**What to do:**
Filter the records for "head" and keep each line that has it.

Referring expression data:
"""

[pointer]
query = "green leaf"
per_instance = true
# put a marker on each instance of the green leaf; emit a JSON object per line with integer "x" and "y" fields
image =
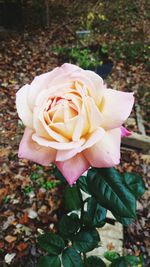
{"x": 111, "y": 255}
{"x": 96, "y": 212}
{"x": 132, "y": 260}
{"x": 85, "y": 241}
{"x": 82, "y": 181}
{"x": 135, "y": 183}
{"x": 69, "y": 225}
{"x": 51, "y": 243}
{"x": 126, "y": 261}
{"x": 72, "y": 198}
{"x": 49, "y": 261}
{"x": 123, "y": 220}
{"x": 59, "y": 175}
{"x": 70, "y": 258}
{"x": 107, "y": 187}
{"x": 120, "y": 262}
{"x": 95, "y": 262}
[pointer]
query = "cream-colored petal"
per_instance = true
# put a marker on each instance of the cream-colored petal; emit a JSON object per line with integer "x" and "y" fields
{"x": 23, "y": 109}
{"x": 94, "y": 115}
{"x": 97, "y": 90}
{"x": 73, "y": 168}
{"x": 116, "y": 109}
{"x": 82, "y": 125}
{"x": 38, "y": 126}
{"x": 56, "y": 145}
{"x": 90, "y": 141}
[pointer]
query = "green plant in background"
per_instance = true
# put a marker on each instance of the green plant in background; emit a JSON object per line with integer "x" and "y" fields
{"x": 84, "y": 57}
{"x": 106, "y": 189}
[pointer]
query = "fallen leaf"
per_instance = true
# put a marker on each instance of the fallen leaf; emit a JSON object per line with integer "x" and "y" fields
{"x": 10, "y": 238}
{"x": 9, "y": 257}
{"x": 24, "y": 219}
{"x": 22, "y": 246}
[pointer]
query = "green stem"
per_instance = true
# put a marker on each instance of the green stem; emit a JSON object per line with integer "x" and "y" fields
{"x": 84, "y": 257}
{"x": 82, "y": 203}
{"x": 82, "y": 213}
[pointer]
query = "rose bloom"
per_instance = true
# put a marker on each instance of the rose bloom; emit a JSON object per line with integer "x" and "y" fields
{"x": 72, "y": 120}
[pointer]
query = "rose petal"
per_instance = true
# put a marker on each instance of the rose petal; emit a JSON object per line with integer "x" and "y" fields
{"x": 73, "y": 168}
{"x": 39, "y": 84}
{"x": 29, "y": 149}
{"x": 116, "y": 109}
{"x": 91, "y": 140}
{"x": 97, "y": 91}
{"x": 125, "y": 132}
{"x": 23, "y": 109}
{"x": 94, "y": 115}
{"x": 106, "y": 152}
{"x": 56, "y": 145}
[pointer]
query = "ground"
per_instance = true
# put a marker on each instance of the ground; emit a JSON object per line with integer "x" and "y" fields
{"x": 29, "y": 194}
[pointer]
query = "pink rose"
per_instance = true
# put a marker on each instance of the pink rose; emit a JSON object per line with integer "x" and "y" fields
{"x": 73, "y": 120}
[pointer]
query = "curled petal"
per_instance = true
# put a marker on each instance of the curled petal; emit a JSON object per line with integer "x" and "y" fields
{"x": 30, "y": 150}
{"x": 24, "y": 112}
{"x": 106, "y": 152}
{"x": 94, "y": 114}
{"x": 116, "y": 108}
{"x": 39, "y": 84}
{"x": 57, "y": 145}
{"x": 91, "y": 140}
{"x": 73, "y": 168}
{"x": 125, "y": 132}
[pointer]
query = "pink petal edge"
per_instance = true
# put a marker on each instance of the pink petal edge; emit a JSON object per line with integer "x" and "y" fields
{"x": 125, "y": 132}
{"x": 30, "y": 150}
{"x": 73, "y": 168}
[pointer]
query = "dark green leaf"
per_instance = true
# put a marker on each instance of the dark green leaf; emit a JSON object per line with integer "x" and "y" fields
{"x": 126, "y": 261}
{"x": 82, "y": 182}
{"x": 96, "y": 212}
{"x": 120, "y": 262}
{"x": 95, "y": 262}
{"x": 135, "y": 183}
{"x": 132, "y": 260}
{"x": 123, "y": 220}
{"x": 69, "y": 225}
{"x": 59, "y": 175}
{"x": 72, "y": 198}
{"x": 70, "y": 258}
{"x": 51, "y": 243}
{"x": 49, "y": 261}
{"x": 111, "y": 255}
{"x": 107, "y": 187}
{"x": 85, "y": 241}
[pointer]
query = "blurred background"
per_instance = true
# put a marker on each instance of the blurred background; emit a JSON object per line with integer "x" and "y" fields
{"x": 108, "y": 37}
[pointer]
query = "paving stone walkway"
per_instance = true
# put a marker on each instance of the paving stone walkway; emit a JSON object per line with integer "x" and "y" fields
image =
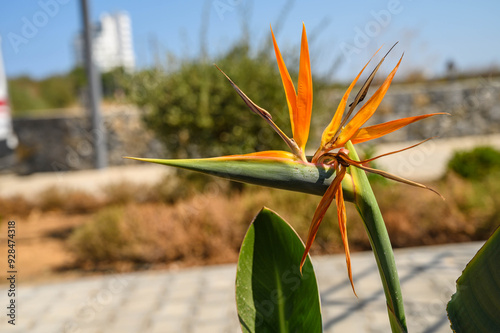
{"x": 202, "y": 299}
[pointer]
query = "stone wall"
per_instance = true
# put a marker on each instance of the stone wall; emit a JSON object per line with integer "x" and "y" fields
{"x": 474, "y": 106}
{"x": 66, "y": 143}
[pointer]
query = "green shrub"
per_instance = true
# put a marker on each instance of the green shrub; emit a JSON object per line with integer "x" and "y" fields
{"x": 476, "y": 163}
{"x": 195, "y": 112}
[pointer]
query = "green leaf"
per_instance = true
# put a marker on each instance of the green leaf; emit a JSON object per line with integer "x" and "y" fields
{"x": 286, "y": 175}
{"x": 271, "y": 293}
{"x": 475, "y": 307}
{"x": 374, "y": 224}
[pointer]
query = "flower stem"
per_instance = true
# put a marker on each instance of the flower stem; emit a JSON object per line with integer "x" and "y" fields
{"x": 373, "y": 221}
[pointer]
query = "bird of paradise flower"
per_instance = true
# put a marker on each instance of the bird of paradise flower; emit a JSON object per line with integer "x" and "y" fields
{"x": 341, "y": 130}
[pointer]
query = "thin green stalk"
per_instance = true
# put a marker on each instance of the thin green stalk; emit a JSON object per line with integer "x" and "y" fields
{"x": 368, "y": 209}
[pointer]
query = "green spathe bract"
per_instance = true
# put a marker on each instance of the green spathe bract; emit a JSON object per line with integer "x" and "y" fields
{"x": 277, "y": 173}
{"x": 475, "y": 307}
{"x": 271, "y": 293}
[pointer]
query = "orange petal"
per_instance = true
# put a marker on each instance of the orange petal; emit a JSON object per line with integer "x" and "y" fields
{"x": 320, "y": 212}
{"x": 341, "y": 214}
{"x": 291, "y": 97}
{"x": 332, "y": 128}
{"x": 302, "y": 118}
{"x": 376, "y": 131}
{"x": 366, "y": 111}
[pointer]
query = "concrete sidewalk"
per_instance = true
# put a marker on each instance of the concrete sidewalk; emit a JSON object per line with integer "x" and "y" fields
{"x": 202, "y": 299}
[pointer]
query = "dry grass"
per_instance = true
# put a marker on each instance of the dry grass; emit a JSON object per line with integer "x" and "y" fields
{"x": 204, "y": 223}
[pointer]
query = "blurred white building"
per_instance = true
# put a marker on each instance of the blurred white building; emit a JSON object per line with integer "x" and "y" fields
{"x": 112, "y": 42}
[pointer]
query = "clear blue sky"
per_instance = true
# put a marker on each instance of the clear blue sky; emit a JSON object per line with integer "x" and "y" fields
{"x": 429, "y": 32}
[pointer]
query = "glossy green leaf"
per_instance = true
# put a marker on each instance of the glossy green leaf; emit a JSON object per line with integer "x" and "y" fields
{"x": 368, "y": 209}
{"x": 475, "y": 307}
{"x": 283, "y": 174}
{"x": 271, "y": 293}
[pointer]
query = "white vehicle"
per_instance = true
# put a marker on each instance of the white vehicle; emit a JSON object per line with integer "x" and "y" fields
{"x": 8, "y": 140}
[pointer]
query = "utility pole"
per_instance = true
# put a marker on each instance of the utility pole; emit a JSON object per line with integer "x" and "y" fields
{"x": 94, "y": 93}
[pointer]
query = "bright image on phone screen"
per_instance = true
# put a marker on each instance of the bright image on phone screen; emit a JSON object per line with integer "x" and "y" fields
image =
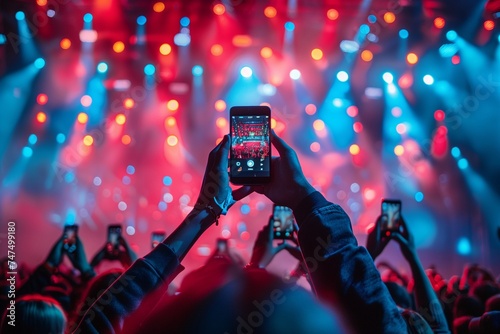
{"x": 250, "y": 146}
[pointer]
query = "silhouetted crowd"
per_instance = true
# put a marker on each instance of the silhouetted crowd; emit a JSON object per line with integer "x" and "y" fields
{"x": 226, "y": 295}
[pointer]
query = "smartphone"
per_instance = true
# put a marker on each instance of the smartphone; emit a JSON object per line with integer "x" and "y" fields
{"x": 114, "y": 233}
{"x": 70, "y": 233}
{"x": 250, "y": 156}
{"x": 282, "y": 222}
{"x": 391, "y": 215}
{"x": 157, "y": 237}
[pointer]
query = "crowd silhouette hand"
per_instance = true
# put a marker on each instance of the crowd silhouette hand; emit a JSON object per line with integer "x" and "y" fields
{"x": 288, "y": 185}
{"x": 215, "y": 184}
{"x": 55, "y": 256}
{"x": 376, "y": 240}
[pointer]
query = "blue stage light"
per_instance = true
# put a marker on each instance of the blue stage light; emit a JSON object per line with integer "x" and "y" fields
{"x": 197, "y": 70}
{"x": 185, "y": 21}
{"x": 290, "y": 26}
{"x": 452, "y": 35}
{"x": 141, "y": 20}
{"x": 20, "y": 16}
{"x": 39, "y": 63}
{"x": 149, "y": 69}
{"x": 87, "y": 18}
{"x": 102, "y": 67}
{"x": 428, "y": 79}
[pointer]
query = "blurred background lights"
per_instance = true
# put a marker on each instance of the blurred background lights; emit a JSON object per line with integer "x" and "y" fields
{"x": 342, "y": 76}
{"x": 404, "y": 34}
{"x": 165, "y": 49}
{"x": 290, "y": 26}
{"x": 219, "y": 9}
{"x": 87, "y": 18}
{"x": 185, "y": 21}
{"x": 197, "y": 70}
{"x": 167, "y": 181}
{"x": 246, "y": 72}
{"x": 149, "y": 69}
{"x": 39, "y": 63}
{"x": 295, "y": 74}
{"x": 20, "y": 16}
{"x": 332, "y": 14}
{"x": 388, "y": 77}
{"x": 463, "y": 246}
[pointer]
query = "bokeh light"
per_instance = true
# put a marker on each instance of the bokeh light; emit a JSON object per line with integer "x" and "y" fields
{"x": 332, "y": 14}
{"x": 219, "y": 9}
{"x": 270, "y": 12}
{"x": 82, "y": 118}
{"x": 118, "y": 47}
{"x": 165, "y": 49}
{"x": 366, "y": 55}
{"x": 317, "y": 54}
{"x": 42, "y": 99}
{"x": 389, "y": 17}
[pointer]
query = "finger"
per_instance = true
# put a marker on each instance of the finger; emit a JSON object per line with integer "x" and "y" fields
{"x": 283, "y": 148}
{"x": 242, "y": 192}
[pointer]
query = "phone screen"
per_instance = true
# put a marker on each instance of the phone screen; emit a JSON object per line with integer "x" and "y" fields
{"x": 157, "y": 237}
{"x": 70, "y": 232}
{"x": 250, "y": 161}
{"x": 283, "y": 221}
{"x": 391, "y": 214}
{"x": 114, "y": 233}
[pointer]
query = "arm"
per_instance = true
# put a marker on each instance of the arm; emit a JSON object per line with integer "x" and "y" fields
{"x": 427, "y": 302}
{"x": 158, "y": 268}
{"x": 342, "y": 273}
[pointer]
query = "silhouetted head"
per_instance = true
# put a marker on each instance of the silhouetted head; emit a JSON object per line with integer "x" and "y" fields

"""

**Solution to this exercise:**
query = "silhouetted head"
# put a marker on each instance of the silhouetted head; emit a JSON object per line with integer "x" and "y" fields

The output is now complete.